## Excerpted text
▽

Can multiple threads write data into a file at the same time?

57,501

Solution 1

You can use multiple threads writing a to a file e.g. a log file. but you have to co-ordinate your threads as @Thilo points out. Either you need to synchronize file access and only write whole record/lines, or you need to have a strategy for allocating regions of the file to different threads e.g. re-building a file with known offsets and sizes.

This is rarely done for performance reasons as most disk subsystems perform best when being written to sequentially and disk IO is the bottleneck. If CPU to create the record or line of text (or network IO) is the bottleneck it can help.

Image that you want to dump a big database table to a file, and how to make this job faster?

Writing it sequentially is likely to be the fastest.

Solution 2

Java nio package was designed to allow this. Take a look for example at http://docs.oracle.com/javase/1.5.0/docs/api/java/nio/channels/FileChannel.html .

You can map several regions of one file to different buffers, each buffer can be filled separately by a separate thread.

Solution 3

The synchronized declaration enables doing this. Try the below code which I use in a similar context.

△

## Data for this task
▽

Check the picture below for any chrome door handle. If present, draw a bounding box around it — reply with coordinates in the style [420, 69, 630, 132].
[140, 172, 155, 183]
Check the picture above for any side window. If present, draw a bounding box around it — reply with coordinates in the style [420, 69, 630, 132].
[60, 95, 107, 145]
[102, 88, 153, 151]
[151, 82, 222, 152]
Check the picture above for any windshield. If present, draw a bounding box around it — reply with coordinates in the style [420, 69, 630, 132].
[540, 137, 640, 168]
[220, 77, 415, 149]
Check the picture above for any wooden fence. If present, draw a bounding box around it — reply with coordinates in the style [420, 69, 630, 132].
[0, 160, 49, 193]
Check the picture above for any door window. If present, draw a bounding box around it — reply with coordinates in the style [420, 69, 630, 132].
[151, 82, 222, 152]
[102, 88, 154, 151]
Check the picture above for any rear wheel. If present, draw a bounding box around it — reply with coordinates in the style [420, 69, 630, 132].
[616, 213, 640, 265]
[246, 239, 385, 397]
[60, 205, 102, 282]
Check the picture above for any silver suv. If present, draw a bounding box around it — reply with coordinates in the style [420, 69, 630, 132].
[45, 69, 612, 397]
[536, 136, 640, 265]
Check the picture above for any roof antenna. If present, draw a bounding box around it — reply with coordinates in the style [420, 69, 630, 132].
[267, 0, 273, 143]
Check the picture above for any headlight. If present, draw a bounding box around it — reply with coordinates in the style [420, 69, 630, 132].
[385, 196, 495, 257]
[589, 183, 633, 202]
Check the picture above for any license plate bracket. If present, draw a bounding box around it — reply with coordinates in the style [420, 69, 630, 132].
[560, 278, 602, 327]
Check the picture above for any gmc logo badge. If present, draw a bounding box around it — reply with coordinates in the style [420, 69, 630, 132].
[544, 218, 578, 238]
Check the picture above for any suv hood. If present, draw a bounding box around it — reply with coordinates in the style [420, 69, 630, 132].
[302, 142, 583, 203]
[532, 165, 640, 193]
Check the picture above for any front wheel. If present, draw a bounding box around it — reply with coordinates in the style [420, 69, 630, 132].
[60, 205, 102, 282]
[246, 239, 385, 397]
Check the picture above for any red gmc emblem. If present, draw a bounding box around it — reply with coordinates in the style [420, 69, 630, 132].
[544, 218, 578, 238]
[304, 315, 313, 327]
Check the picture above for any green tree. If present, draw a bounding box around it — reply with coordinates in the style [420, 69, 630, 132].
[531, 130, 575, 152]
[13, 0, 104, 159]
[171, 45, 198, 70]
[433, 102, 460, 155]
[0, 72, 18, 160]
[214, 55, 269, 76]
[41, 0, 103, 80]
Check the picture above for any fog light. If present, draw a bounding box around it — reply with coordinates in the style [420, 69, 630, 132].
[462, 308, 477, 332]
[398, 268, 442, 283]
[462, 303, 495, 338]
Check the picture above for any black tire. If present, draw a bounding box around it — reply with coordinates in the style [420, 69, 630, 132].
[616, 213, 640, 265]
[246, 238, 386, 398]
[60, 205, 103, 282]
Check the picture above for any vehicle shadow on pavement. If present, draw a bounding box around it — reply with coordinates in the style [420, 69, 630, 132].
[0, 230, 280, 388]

△

## Set tasks
A) In the thread about concurrent file writing, which Java package is said to have been designed to allow this?
B) Copy the lines of the listing from the one containing "Check the picture above for any rear" through the one containing "[536, 136, 640, 265]", both included, reproducing them without changes.
The thread about concurrent file writing and the listing come from unrelated sources.

## Full answers
A) The Java nio package.

B)
Check the picture above for any rear wheel. If present, draw a bounding box around it — reply with coordinates in the style [420, 69, 630, 132].
[616, 213, 640, 265]
[246, 239, 385, 397]
[60, 205, 102, 282]
Check the picture above for any silver suv. If present, draw a bounding box around it — reply with coordinates in the style [420, 69, 630, 132].
[45, 69, 612, 397]
[536, 136, 640, 265]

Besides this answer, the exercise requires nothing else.